* WORK INSTRUCTION
Output the first line below and each one after it, exactly, up to and including the line holding "the sun glare". Pictures should not be copied.

* RECORD EXCERPTS
%%
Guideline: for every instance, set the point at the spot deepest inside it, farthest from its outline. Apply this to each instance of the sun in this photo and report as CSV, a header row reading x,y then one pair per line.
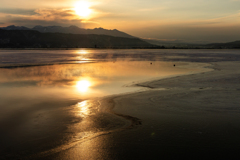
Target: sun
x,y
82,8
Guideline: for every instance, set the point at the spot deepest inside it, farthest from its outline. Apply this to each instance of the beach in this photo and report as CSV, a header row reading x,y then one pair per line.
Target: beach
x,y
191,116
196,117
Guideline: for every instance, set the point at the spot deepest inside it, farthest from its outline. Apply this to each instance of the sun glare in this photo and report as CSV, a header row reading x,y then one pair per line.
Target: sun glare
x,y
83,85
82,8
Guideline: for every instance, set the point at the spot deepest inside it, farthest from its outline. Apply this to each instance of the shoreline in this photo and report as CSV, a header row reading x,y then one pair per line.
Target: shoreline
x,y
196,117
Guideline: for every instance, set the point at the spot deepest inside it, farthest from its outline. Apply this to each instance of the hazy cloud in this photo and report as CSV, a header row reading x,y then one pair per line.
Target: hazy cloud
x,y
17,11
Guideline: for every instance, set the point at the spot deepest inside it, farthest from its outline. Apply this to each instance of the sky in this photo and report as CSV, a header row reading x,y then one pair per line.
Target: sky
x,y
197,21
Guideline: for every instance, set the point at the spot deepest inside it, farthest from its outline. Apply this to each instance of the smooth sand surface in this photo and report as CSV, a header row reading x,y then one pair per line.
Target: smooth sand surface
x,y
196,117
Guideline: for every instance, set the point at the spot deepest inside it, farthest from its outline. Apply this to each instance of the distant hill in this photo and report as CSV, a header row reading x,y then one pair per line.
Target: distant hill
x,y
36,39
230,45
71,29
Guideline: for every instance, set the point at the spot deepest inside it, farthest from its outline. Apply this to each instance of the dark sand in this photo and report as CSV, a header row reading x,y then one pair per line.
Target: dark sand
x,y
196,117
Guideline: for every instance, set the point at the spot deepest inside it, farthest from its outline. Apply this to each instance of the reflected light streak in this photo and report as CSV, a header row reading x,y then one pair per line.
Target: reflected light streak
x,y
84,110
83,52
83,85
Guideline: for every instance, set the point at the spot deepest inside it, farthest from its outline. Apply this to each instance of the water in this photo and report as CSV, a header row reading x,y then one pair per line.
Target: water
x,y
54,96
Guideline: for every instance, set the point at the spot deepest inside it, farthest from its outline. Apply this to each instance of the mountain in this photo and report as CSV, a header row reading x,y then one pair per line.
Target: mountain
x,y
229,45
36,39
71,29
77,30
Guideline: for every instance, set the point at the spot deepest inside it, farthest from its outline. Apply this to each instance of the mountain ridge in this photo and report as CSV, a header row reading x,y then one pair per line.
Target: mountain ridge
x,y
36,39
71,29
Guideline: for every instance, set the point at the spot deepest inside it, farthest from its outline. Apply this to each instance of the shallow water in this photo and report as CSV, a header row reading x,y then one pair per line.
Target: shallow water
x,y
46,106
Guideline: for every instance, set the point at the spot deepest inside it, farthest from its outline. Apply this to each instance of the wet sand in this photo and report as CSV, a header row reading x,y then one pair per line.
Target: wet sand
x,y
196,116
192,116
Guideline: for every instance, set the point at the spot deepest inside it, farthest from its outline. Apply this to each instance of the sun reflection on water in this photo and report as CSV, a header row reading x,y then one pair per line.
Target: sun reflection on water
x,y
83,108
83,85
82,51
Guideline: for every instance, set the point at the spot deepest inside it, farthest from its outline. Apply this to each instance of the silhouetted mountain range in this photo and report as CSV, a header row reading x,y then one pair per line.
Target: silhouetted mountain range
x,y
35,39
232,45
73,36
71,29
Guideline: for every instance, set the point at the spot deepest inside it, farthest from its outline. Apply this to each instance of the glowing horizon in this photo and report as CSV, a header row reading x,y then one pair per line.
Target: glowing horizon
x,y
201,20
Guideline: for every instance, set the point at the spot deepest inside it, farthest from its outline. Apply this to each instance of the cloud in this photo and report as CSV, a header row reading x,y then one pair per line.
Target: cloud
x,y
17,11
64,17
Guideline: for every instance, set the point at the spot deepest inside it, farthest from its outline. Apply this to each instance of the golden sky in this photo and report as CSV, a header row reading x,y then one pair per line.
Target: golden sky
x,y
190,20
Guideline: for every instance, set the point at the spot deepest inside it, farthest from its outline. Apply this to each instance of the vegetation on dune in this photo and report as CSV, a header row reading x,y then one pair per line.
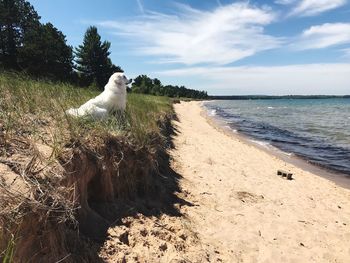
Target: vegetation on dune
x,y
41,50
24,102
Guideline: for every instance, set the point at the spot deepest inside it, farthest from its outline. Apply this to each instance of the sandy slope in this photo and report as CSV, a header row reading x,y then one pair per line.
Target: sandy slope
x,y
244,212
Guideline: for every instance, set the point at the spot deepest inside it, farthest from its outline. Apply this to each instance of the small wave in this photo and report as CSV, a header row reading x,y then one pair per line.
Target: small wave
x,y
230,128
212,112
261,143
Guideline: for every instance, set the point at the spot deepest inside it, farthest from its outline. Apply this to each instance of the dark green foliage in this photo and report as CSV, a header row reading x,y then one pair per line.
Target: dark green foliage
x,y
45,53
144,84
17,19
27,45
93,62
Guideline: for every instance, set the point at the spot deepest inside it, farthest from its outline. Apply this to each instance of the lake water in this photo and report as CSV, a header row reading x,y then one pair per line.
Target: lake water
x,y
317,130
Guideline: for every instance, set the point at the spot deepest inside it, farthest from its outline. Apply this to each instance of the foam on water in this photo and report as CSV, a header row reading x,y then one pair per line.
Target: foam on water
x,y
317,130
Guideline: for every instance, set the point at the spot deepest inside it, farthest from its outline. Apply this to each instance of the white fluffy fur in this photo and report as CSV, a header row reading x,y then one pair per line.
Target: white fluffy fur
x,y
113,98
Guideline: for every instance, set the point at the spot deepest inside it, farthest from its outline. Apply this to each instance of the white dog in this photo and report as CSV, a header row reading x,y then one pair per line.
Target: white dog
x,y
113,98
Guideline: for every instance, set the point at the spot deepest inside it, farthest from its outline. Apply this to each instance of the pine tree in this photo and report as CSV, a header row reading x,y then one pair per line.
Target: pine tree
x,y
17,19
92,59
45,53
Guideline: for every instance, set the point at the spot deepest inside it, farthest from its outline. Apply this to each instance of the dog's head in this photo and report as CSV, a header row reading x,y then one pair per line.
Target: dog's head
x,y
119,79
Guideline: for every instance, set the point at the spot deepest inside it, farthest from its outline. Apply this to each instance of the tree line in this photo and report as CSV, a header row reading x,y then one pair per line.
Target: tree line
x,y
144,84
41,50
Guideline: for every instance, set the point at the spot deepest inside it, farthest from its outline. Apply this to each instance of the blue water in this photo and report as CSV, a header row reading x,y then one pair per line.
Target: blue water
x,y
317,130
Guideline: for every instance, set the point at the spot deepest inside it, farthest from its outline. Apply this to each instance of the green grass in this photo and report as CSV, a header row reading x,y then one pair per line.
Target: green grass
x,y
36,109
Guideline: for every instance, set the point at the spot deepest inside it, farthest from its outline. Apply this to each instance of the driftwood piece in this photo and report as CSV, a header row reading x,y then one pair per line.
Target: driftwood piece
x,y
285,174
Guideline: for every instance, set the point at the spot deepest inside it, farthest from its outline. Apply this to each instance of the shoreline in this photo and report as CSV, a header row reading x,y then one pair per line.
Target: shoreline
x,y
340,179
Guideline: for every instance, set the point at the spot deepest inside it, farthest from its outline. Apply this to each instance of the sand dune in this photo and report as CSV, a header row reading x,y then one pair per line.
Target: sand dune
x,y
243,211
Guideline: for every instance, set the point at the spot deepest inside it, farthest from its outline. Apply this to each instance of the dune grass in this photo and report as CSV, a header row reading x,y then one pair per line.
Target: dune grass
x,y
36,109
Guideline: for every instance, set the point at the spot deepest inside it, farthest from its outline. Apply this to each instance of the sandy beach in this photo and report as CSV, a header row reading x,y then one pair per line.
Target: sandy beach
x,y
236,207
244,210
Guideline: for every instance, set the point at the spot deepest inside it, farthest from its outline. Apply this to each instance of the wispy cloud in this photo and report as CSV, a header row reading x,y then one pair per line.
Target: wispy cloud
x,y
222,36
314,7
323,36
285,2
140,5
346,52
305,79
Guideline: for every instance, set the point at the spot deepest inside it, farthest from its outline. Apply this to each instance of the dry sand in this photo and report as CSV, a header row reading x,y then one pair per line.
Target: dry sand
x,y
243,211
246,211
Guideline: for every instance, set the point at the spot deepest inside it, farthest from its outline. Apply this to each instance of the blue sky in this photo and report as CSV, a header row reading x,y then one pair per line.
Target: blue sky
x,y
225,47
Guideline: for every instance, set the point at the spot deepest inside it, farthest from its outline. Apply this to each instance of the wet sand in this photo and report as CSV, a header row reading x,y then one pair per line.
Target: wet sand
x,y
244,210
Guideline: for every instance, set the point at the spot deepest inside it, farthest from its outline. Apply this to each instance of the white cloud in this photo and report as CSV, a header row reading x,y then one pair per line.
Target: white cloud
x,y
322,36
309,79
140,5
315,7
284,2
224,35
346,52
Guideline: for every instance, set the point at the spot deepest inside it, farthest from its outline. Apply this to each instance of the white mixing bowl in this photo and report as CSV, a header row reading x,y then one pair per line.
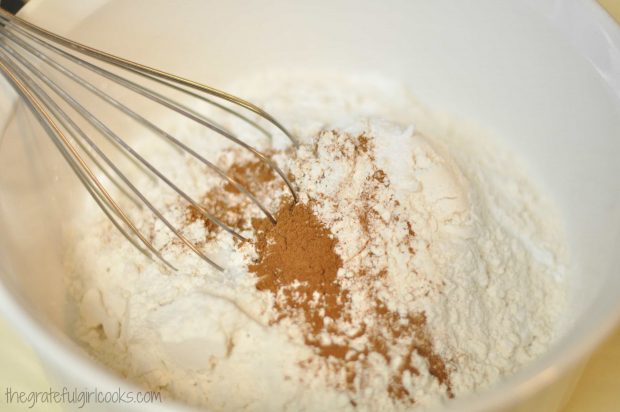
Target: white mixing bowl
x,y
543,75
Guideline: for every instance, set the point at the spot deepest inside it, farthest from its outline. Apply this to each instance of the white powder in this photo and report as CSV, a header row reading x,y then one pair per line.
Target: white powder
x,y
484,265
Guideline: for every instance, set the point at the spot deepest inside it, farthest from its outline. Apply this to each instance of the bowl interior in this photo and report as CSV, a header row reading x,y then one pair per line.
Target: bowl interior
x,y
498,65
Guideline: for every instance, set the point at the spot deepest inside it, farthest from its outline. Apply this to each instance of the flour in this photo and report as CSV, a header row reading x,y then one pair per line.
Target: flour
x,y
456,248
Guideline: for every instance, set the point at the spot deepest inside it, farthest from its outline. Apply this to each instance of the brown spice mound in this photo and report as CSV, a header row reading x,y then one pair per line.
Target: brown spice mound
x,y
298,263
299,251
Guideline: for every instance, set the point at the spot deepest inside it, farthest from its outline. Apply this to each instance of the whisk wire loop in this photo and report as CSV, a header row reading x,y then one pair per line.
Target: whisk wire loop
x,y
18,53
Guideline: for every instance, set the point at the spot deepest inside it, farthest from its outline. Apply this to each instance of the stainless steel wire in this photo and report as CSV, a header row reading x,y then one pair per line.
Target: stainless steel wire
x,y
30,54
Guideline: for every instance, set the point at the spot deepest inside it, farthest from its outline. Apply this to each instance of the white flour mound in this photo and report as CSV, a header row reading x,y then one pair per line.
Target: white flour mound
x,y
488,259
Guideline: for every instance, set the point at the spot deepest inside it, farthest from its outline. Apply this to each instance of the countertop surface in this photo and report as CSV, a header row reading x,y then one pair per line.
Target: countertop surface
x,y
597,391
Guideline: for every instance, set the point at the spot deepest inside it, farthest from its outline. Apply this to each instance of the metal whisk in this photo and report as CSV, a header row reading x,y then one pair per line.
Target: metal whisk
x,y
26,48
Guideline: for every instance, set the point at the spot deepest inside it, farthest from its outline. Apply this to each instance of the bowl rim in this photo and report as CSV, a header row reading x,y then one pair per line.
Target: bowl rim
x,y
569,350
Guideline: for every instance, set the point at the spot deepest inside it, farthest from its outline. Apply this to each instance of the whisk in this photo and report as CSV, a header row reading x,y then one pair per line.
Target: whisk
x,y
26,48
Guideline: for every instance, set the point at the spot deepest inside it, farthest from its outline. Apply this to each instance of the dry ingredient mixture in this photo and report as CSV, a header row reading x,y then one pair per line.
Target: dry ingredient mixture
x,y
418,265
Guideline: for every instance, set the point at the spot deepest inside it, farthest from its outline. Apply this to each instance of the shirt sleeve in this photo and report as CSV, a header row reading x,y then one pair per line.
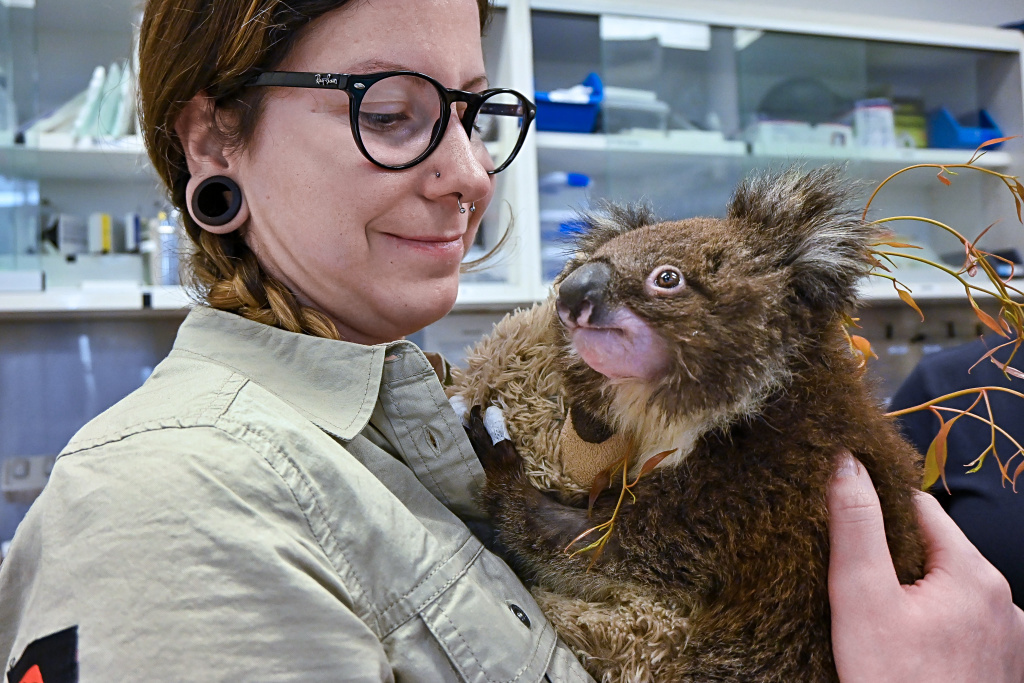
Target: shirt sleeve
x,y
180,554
%%
* RESULT OF THE EXERCISE
Guideline: for every instance, set the point at the spot deepest inside it, farthest from its outline. Apply this to each instance of the sun in this photo and report as CSV, a header row reading x,y then one pair per line.
Target: sun
x,y
82,8
Guideline: for every instance, set the point at the spot deepest inside it, farthest from its outline. Apply this to each instance of the beach in this photo and report as CSV, a header row reading x,y then one pair per line.
Target: beach
x,y
191,116
196,117
Guideline: for every instance, set the point at the spot deepest inside it, farthest from its outline. Apply this to each instance of the sun glare in this photo and report as CSV, a header row reading x,y then one pair per line.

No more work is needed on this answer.